Work to do:
Recast all of the rows below as a single numbered list, skipping blank lines and omitting the pictures.

........

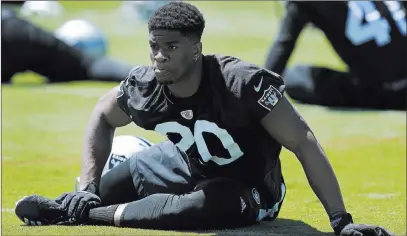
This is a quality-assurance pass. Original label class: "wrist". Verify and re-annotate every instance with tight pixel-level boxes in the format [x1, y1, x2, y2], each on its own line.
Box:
[82, 182, 99, 196]
[330, 212, 353, 235]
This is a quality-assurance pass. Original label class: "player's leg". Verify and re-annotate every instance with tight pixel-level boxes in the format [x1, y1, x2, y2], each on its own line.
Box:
[284, 65, 359, 106]
[2, 13, 132, 82]
[99, 141, 195, 205]
[87, 178, 261, 230]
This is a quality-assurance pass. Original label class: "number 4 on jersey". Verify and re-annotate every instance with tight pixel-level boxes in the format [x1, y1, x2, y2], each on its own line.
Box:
[345, 1, 406, 46]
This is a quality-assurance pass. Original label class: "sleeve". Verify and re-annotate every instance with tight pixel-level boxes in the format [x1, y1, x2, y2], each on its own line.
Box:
[265, 1, 308, 74]
[242, 70, 285, 121]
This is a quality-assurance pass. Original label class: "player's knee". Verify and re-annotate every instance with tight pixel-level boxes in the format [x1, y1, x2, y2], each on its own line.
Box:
[99, 160, 138, 205]
[181, 178, 254, 228]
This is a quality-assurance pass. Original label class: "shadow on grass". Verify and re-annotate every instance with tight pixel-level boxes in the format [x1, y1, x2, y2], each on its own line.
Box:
[200, 218, 335, 236]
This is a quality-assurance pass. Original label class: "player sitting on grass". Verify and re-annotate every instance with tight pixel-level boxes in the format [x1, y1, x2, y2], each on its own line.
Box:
[15, 2, 396, 235]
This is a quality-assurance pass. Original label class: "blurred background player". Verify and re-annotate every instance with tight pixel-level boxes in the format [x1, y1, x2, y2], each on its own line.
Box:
[1, 1, 132, 83]
[265, 1, 407, 110]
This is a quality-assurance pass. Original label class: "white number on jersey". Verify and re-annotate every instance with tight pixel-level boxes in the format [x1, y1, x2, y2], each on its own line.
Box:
[155, 120, 243, 166]
[345, 1, 406, 46]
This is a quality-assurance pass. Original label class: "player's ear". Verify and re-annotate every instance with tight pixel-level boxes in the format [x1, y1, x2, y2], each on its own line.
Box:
[194, 42, 202, 61]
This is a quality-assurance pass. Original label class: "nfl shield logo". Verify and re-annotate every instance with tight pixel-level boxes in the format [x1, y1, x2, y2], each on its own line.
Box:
[257, 85, 283, 111]
[181, 110, 194, 120]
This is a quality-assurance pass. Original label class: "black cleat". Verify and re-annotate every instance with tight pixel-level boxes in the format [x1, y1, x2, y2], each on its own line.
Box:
[15, 195, 74, 226]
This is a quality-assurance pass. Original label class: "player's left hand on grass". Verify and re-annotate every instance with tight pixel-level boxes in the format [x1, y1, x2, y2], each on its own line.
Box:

........

Result of the task:
1. This is a quality-assurance pass. Original label class: "wrist". Verify and re-annotate every instance with tight pixel-level boxes in the format [x1, y1, x2, y2], each on its own line.
2. Box:
3. [82, 182, 99, 196]
4. [330, 212, 353, 235]
5. This is a quality-assurance pass. Original label class: "player's leg". Verify and re-annotate every instance with tight pixel-level boxes in the format [x1, y1, x2, y2], each on its own line.
6. Box:
7. [284, 65, 359, 106]
8. [2, 13, 132, 82]
9. [99, 141, 195, 205]
10. [87, 178, 261, 230]
11. This is a quality-assurance pass. Original label class: "number 4 on jersey". Verify and re-annotate every instance with tight pixel-level boxes in the format [x1, y1, x2, y2], each on its own line.
12. Box:
13. [345, 1, 406, 46]
14. This is a quality-assurance pass. Original label class: "sleeve". Verify and re-annotate every instance with tight pixel-level boxes in the format [x1, y1, x2, y2], each on its own line.
15. Box:
16. [265, 1, 308, 74]
17. [242, 70, 285, 121]
18. This is a quality-assurance pass. Original label class: "player's knee". Verify and re-annotate every instance with tight pixel-level boxes in the format [x1, y1, x2, y2], each on its own line.
19. Box:
20. [99, 160, 138, 205]
21. [181, 178, 254, 228]
22. This is a quality-assurance pass. Original label class: "shadow on grass". Verify and re-annotate every instance with tight pixel-level boxes in the format [x1, y1, x2, y2], each on its own line.
23. Box:
24. [200, 218, 335, 236]
25. This is a quality-assurance pass. Original label class: "player sitting on grass". Verify and re-annotate every instance with tight pixel-level boxes in the format [x1, y1, x2, y2], each on its own line.
26. Box:
27. [15, 2, 396, 235]
28. This is a quality-assurance pass. Original label class: "blurred background player". Verify and re-annotate every instance with tight pixel-level boxes in the format [x1, y1, x2, y2], each on its own line.
29. Box:
30. [1, 1, 132, 83]
31. [265, 1, 407, 110]
32. This is a quality-assurance pass. Original label class: "white number on jersey". Verify and re-annotate every instance with tight pixel-level boxes in the format [x1, y1, x2, y2], each on its own line.
33. Box:
34. [155, 120, 243, 166]
35. [345, 1, 406, 46]
36. This is a quality-assurance pass. Original label class: "player's ear". Verify and re-annotate every instance with tight pixel-level boxes in the format [x1, y1, x2, y2], each on its own line.
37. Box:
38. [194, 42, 202, 61]
39. This is a quality-assurance pass. Original label class: "nfl shield logo". Verify and re-annotate every instance with tight pixel-level boxes in the format [x1, y1, x2, y2], each on its own line.
40. Box:
41. [257, 85, 283, 111]
42. [181, 110, 194, 120]
43. This is a quality-assurance pass. Original label class: "black cleat". Verify and re-annotate every instance with tight pixel-level boxes in the format [x1, y1, x2, y2], each on its own line.
44. Box:
45. [15, 195, 74, 226]
46. This is a quality-assurance pass. Original label class: "player's left hand on grass". Verify and re-annotate every instance with tight pixel-level boxes in the format [x1, y1, x2, y2], each on its own line.
47. Box:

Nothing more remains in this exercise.